課題の指示: 無償減資と無償増資に関する本文では、両取引について理論上正しい整理方法がないように思える理由を、煎じ詰めると何だとしていますか。

読解用テキスト:
同じ「無償」による資本取引と損益取引の混同であるにも関わらず、
「無償減資」の場合は株式数は減少しないのに対し、「無償増資」の場合は株式数は増加するわけです。
私はいつも、商取引を捉える時は「取引の対称性」が極めて重要である、と書いています。
話の簡単のために、議論の都合上、これら「無償減資」と「無償増資」を所与のこととしますと、
@「無償減資」において株式数は減少しないのならば「無償増資」においても株式数は増加しない、と考えるか、
A「無償増資」において株式数は増加するのならば「無償減資」においても株式数は減少する、というふうに考え、
両取引を整理するべきなのではないかと思うわけです。
ただ、両取引をどのように整理するべきかについて考えみますと、理論上正しいと考えられる整理方法はないように思えます。
その理由は、煎じ詰めれば、「はじめから資本の全てが株式に帰属しているから」だと思います。
すなわち、「無償減資」を行おうが「無償増資」を行おうが、資本額は一切増減しないわけです。
したがって、株主の持ち分にも一切変動は生じないわけですから、各株主が所有する株式数にも変動は生じない、
と考えるべきなのだと思います。
ですので、敢えて両取引を整理するならば、
「無償減資」においては株式数は減少せず、また、「無償増資」においても株式数は増加しない、
となろうかと思います。

データセット行:

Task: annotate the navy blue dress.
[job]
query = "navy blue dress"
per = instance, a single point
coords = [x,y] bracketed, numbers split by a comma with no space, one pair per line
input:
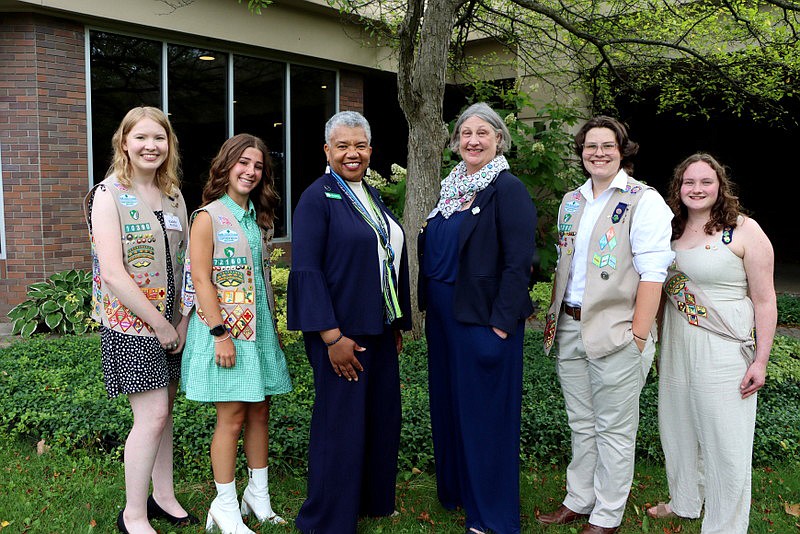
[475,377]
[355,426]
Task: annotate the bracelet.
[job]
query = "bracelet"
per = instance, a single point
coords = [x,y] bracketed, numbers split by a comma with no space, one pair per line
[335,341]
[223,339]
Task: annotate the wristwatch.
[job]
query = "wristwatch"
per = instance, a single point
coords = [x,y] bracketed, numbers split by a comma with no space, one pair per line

解答例: はじめから資本の全てが株式に帰属しているから、としています。